● WORK TO DO
Extract every line of the data below and reproduce each one verbatim.

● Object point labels
--- --- ---
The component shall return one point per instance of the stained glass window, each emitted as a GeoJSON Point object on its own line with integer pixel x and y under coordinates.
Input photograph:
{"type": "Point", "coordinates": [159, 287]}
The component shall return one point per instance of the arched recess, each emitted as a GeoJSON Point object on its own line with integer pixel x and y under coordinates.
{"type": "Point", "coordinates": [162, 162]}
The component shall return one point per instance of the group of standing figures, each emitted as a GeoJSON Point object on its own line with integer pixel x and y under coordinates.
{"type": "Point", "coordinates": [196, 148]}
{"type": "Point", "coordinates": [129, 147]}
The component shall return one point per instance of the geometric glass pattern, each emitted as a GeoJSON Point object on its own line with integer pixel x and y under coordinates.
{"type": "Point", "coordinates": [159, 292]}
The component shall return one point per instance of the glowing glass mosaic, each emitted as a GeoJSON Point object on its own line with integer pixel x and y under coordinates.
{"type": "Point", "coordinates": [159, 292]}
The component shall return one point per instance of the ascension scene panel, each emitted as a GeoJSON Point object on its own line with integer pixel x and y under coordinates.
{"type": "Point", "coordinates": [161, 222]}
--- --- ---
● SOLUTION TO THIS TASK
The component shall return one point per instance of the stained glass window, each emitted as a GeoJSON Point object on its own line with integer pixel x and y under coordinates.
Input photograph:
{"type": "Point", "coordinates": [159, 287]}
The component shall return one point per instance of the arched recess, each emitted as a GeoJSON Point object on its own line with integer pixel x and y under coordinates.
{"type": "Point", "coordinates": [162, 162]}
The component shall return one point per instance of the group of standing figures, each emitted as a GeoJSON Point object on its own line with integer pixel x and y under coordinates.
{"type": "Point", "coordinates": [196, 148]}
{"type": "Point", "coordinates": [129, 147]}
The component shall return one point per instance of the geometric glass pattern, each emitted as a GeoJSON Point object on its own line with integer pixel x and y under coordinates.
{"type": "Point", "coordinates": [159, 292]}
The component shall return one point per instance of the glowing glass mosaic, each emitted as a GeoJSON Point object on its own line with integer pixel x and y under coordinates.
{"type": "Point", "coordinates": [159, 292]}
The component shall return one point per instance of the ascension scene panel, each emitted as a GeoJSON Point object on its own line with integer pixel x and y under coordinates.
{"type": "Point", "coordinates": [161, 222]}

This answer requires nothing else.